Objective - Starting at the beginning of the records and stopping after the line that contains "left=778, top=63, right=792, bottom=74", write out every line word for word, but omit the pictures.

Provided records -
------------
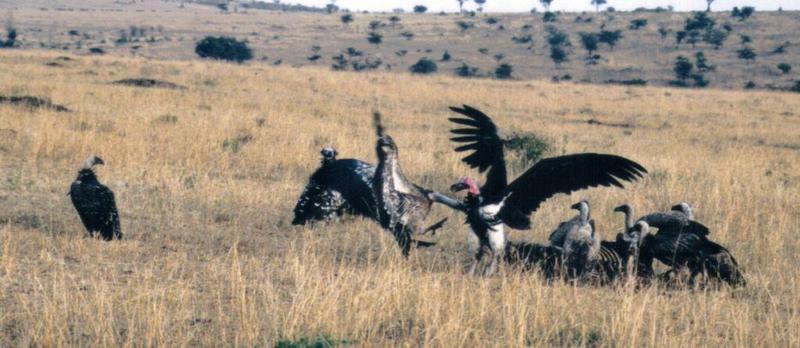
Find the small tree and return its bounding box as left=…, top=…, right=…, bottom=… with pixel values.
left=736, top=46, right=757, bottom=61
left=578, top=32, right=600, bottom=57
left=778, top=63, right=792, bottom=74
left=494, top=63, right=514, bottom=80
left=473, top=0, right=486, bottom=12
left=367, top=31, right=383, bottom=47
left=703, top=29, right=728, bottom=50
left=628, top=18, right=647, bottom=30
left=694, top=51, right=716, bottom=72
left=550, top=46, right=569, bottom=66
left=194, top=36, right=253, bottom=63
left=592, top=0, right=607, bottom=12
left=672, top=56, right=694, bottom=86
left=731, top=6, right=756, bottom=21
left=409, top=57, right=438, bottom=75
left=598, top=30, right=622, bottom=51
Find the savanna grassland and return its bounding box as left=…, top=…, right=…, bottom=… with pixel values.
left=0, top=51, right=800, bottom=347
left=0, top=0, right=800, bottom=89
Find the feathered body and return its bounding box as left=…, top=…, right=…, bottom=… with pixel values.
left=69, top=156, right=122, bottom=241
left=292, top=148, right=377, bottom=225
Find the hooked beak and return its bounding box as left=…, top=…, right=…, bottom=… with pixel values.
left=450, top=181, right=469, bottom=192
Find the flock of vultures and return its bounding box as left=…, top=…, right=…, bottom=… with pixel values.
left=69, top=105, right=745, bottom=287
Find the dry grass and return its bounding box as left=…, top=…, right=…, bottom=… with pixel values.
left=0, top=51, right=800, bottom=347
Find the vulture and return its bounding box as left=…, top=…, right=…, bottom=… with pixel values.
left=626, top=202, right=746, bottom=287
left=372, top=112, right=463, bottom=256
left=68, top=155, right=122, bottom=241
left=292, top=147, right=377, bottom=225
left=549, top=200, right=600, bottom=279
left=450, top=105, right=647, bottom=276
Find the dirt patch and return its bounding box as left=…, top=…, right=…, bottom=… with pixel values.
left=112, top=79, right=186, bottom=90
left=0, top=95, right=70, bottom=112
left=586, top=118, right=633, bottom=128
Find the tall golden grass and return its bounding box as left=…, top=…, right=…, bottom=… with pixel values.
left=0, top=51, right=800, bottom=347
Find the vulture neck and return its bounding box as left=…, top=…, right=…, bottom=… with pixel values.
left=77, top=168, right=97, bottom=182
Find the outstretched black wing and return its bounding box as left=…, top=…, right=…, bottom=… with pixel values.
left=639, top=212, right=709, bottom=236
left=500, top=153, right=647, bottom=229
left=449, top=105, right=508, bottom=199
left=292, top=159, right=376, bottom=225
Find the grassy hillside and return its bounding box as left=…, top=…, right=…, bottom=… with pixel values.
left=5, top=0, right=800, bottom=89
left=0, top=51, right=800, bottom=346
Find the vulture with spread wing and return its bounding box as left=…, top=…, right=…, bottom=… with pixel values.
left=450, top=105, right=647, bottom=276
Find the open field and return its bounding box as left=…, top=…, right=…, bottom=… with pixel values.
left=0, top=0, right=800, bottom=89
left=0, top=51, right=800, bottom=347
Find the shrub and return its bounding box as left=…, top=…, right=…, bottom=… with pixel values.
left=578, top=32, right=600, bottom=56
left=597, top=30, right=622, bottom=51
left=628, top=18, right=647, bottom=30
left=194, top=36, right=253, bottom=63
left=504, top=133, right=551, bottom=167
left=455, top=63, right=478, bottom=77
left=341, top=13, right=353, bottom=24
left=703, top=29, right=728, bottom=50
left=409, top=57, right=438, bottom=74
left=511, top=34, right=533, bottom=45
left=442, top=51, right=451, bottom=62
left=367, top=31, right=383, bottom=46
left=736, top=47, right=757, bottom=60
left=731, top=6, right=756, bottom=21
left=494, top=63, right=514, bottom=80
left=672, top=56, right=694, bottom=86
left=456, top=21, right=475, bottom=32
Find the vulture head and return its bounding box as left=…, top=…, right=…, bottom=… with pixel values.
left=614, top=204, right=633, bottom=215
left=450, top=176, right=481, bottom=197
left=570, top=199, right=589, bottom=220
left=670, top=202, right=694, bottom=219
left=372, top=112, right=397, bottom=156
left=82, top=155, right=105, bottom=170
left=319, top=146, right=339, bottom=164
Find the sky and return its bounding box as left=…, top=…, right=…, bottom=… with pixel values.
left=281, top=0, right=800, bottom=12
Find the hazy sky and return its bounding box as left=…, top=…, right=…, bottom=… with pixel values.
left=278, top=0, right=800, bottom=12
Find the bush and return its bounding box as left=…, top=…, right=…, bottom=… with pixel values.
left=736, top=47, right=757, bottom=60
left=504, top=133, right=551, bottom=168
left=597, top=30, right=622, bottom=51
left=194, top=36, right=253, bottom=63
left=703, top=29, right=728, bottom=50
left=628, top=18, right=647, bottom=30
left=409, top=57, right=438, bottom=74
left=455, top=63, right=478, bottom=77
left=731, top=6, right=756, bottom=21
left=367, top=31, right=383, bottom=46
left=494, top=63, right=514, bottom=80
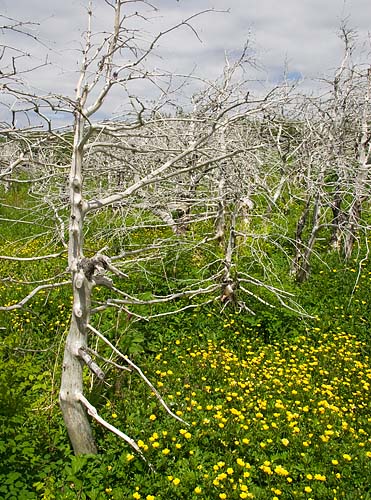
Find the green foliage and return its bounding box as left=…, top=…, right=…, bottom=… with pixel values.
left=0, top=189, right=371, bottom=500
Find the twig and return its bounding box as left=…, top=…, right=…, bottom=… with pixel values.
left=87, top=324, right=189, bottom=425
left=79, top=394, right=153, bottom=470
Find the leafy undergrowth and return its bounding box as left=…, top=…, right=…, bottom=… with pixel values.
left=0, top=302, right=371, bottom=500
left=0, top=221, right=371, bottom=500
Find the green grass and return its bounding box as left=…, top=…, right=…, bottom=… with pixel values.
left=0, top=190, right=371, bottom=500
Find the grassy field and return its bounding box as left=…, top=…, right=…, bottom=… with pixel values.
left=0, top=204, right=371, bottom=500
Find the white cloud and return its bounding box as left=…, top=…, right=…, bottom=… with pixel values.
left=0, top=0, right=371, bottom=125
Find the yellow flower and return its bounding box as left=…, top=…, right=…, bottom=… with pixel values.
left=274, top=465, right=289, bottom=476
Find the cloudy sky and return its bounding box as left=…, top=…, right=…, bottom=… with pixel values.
left=0, top=0, right=371, bottom=125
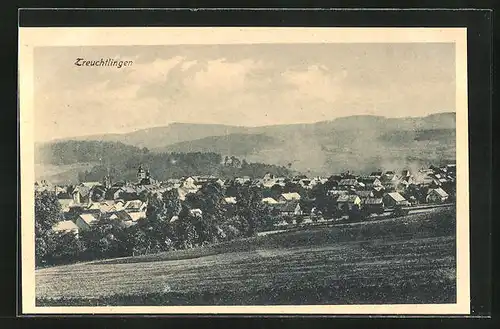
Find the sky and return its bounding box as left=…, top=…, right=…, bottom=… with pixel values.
left=34, top=43, right=455, bottom=141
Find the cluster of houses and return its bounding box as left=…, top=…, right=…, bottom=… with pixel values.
left=35, top=164, right=456, bottom=233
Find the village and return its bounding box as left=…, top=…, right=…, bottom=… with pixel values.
left=35, top=164, right=456, bottom=236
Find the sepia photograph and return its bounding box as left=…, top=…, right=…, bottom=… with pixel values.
left=19, top=28, right=470, bottom=314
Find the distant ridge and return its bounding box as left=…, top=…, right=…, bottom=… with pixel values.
left=37, top=112, right=456, bottom=174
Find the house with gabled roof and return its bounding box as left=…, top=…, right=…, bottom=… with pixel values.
left=361, top=197, right=384, bottom=214
left=337, top=194, right=361, bottom=210
left=383, top=192, right=410, bottom=208
left=276, top=200, right=302, bottom=216
left=425, top=187, right=449, bottom=203
left=278, top=192, right=300, bottom=202
left=75, top=213, right=98, bottom=231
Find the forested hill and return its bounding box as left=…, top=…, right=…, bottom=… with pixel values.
left=35, top=140, right=148, bottom=165
left=35, top=141, right=290, bottom=184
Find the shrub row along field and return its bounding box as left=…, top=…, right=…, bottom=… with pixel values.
left=36, top=208, right=456, bottom=306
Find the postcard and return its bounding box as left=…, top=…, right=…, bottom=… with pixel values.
left=19, top=27, right=470, bottom=315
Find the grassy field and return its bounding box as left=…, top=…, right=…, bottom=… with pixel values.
left=36, top=208, right=456, bottom=306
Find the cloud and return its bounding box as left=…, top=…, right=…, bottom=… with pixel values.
left=283, top=65, right=347, bottom=102
left=126, top=56, right=184, bottom=83
left=186, top=58, right=261, bottom=93
left=181, top=60, right=198, bottom=71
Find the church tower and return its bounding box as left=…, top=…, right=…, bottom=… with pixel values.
left=137, top=164, right=146, bottom=183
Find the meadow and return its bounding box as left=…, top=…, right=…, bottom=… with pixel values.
left=36, top=207, right=456, bottom=306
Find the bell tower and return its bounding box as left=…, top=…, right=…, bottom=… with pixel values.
left=137, top=164, right=146, bottom=182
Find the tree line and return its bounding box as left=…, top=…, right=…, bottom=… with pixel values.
left=35, top=183, right=276, bottom=266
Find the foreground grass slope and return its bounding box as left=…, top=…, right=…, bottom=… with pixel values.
left=36, top=209, right=456, bottom=306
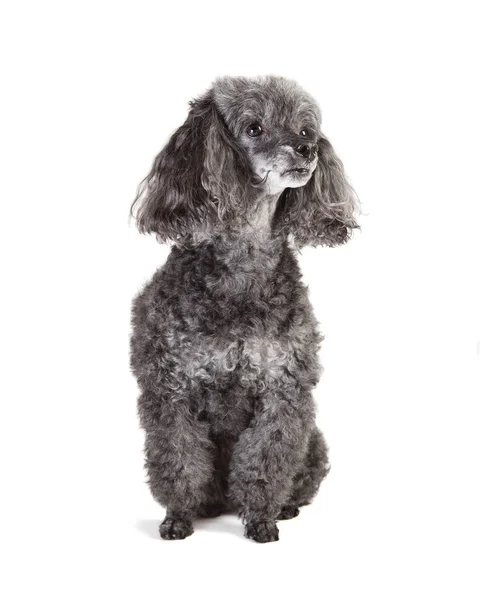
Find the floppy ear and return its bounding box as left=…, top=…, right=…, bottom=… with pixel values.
left=131, top=92, right=250, bottom=242
left=277, top=137, right=358, bottom=246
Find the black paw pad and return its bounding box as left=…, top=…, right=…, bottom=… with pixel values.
left=160, top=517, right=193, bottom=540
left=277, top=505, right=300, bottom=521
left=245, top=521, right=278, bottom=544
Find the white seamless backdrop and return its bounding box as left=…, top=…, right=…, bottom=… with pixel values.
left=0, top=0, right=480, bottom=600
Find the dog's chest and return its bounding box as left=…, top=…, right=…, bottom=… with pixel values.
left=185, top=335, right=295, bottom=391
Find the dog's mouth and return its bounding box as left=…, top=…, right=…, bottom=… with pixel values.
left=282, top=167, right=310, bottom=175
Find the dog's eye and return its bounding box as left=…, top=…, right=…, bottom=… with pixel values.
left=247, top=123, right=263, bottom=137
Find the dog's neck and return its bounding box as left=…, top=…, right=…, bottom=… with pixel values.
left=244, top=193, right=281, bottom=241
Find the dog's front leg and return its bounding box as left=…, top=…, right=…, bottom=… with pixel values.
------------
In response -
Find the small tree and return its bounding box as left=…, top=…, right=…, bottom=… with pixel values.
left=736, top=46, right=757, bottom=61
left=578, top=32, right=600, bottom=57
left=778, top=63, right=792, bottom=74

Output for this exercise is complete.